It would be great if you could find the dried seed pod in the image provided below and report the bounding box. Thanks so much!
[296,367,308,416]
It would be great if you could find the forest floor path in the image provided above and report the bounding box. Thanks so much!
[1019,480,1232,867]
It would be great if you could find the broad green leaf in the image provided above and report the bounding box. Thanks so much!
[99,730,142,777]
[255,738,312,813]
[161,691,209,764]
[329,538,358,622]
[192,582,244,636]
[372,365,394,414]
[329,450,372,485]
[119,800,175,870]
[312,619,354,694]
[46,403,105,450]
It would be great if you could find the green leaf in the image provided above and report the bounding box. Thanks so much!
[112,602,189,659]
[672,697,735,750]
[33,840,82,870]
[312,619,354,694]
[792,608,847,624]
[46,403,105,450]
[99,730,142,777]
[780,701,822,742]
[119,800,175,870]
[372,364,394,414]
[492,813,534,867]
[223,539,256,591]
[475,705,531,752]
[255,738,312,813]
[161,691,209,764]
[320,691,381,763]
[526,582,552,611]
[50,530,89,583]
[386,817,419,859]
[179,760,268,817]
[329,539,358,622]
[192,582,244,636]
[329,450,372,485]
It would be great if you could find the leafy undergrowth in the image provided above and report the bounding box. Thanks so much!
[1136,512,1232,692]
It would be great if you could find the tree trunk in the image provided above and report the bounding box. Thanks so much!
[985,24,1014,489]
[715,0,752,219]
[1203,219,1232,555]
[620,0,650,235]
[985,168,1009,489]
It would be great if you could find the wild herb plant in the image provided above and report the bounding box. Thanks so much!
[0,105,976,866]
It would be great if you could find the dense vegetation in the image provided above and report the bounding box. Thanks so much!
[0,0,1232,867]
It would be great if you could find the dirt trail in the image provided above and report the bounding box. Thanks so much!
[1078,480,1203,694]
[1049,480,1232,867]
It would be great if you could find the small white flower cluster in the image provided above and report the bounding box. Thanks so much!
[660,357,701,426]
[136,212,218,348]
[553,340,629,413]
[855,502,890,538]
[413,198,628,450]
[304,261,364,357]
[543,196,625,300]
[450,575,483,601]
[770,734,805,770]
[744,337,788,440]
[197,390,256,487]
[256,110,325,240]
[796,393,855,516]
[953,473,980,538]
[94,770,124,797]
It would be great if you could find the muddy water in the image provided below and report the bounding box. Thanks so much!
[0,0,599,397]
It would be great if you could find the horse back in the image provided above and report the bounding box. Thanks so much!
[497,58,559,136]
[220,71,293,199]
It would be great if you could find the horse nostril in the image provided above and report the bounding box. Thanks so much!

--

◆ **AIM**: Echo all of the entries above word for word, keeping them in their original order.

◆ **THE COMPLETED TASK**:
It would be great if you could find the dried seed pod in the image provided below and report the bounding box. Thanks so much!
[296,367,308,416]
It would be great if you could find the forest floor path in the image provided above and report the bounding box. Thanks so much!
[1019,480,1232,867]
It would be great if you could find the broad green leaf in the image provided above and report the bounding box. Thanks so much!
[99,730,142,777]
[255,738,312,813]
[161,691,209,764]
[329,538,358,622]
[192,582,244,636]
[372,365,394,414]
[329,450,372,485]
[119,800,175,870]
[312,619,354,694]
[46,403,105,450]
It would be great if you could find the green leaf in the image provided above and report the bounding box. Thanks so much!
[112,602,189,659]
[672,697,735,750]
[33,840,82,870]
[312,619,354,694]
[792,608,847,624]
[46,403,105,450]
[99,730,142,777]
[780,701,822,742]
[119,800,175,870]
[372,364,394,414]
[492,813,534,867]
[223,539,256,591]
[475,705,531,752]
[255,738,312,813]
[161,691,209,764]
[320,691,381,763]
[526,582,552,611]
[50,530,89,583]
[386,817,419,859]
[179,760,268,817]
[329,539,358,622]
[192,582,244,636]
[329,450,372,485]
It would be great if you could find the leafy undergrowth in the image provided above and report the bounding box. Thanks so much!
[1136,512,1232,692]
It would be great if you could find the tree trunk in the image provided above and report the bounding box. Thanks so much!
[985,24,1014,489]
[715,0,752,219]
[1203,219,1232,555]
[620,0,650,235]
[985,168,1009,489]
It would be great if you could find the wild herb plant in the image provided above and report the bounding box. Thanks so much!
[0,105,976,866]
It would be great if you could find the dense vegetation in the image provided above and report the bounding box. Thanks so much!
[0,0,1232,867]
It would be great if you could find the dirt trail in the image provided above and report the bounding box. Thanks so much!
[1078,480,1203,694]
[1049,480,1232,867]
It would be great if you could find the small white flower cluster in the image provided above and report the bounding box. Thanks so much!
[660,357,701,426]
[136,212,218,348]
[553,340,629,413]
[855,502,890,538]
[413,198,628,450]
[304,261,364,357]
[543,196,625,300]
[450,575,483,601]
[770,734,805,770]
[744,337,788,440]
[197,390,256,487]
[256,110,325,240]
[796,393,855,516]
[953,473,980,538]
[94,770,124,797]
It would be great if you could find the muddy water in the image provided below and report the bounding box. Thanks so much!
[0,0,599,397]
It would be great if you could find the horse back in the image provided above and report the bounding box. Thanks so much!
[497,58,559,136]
[220,71,293,199]
It would be great if you could find the horse nostril in the image provided above and report the bounding box. Thanks so much!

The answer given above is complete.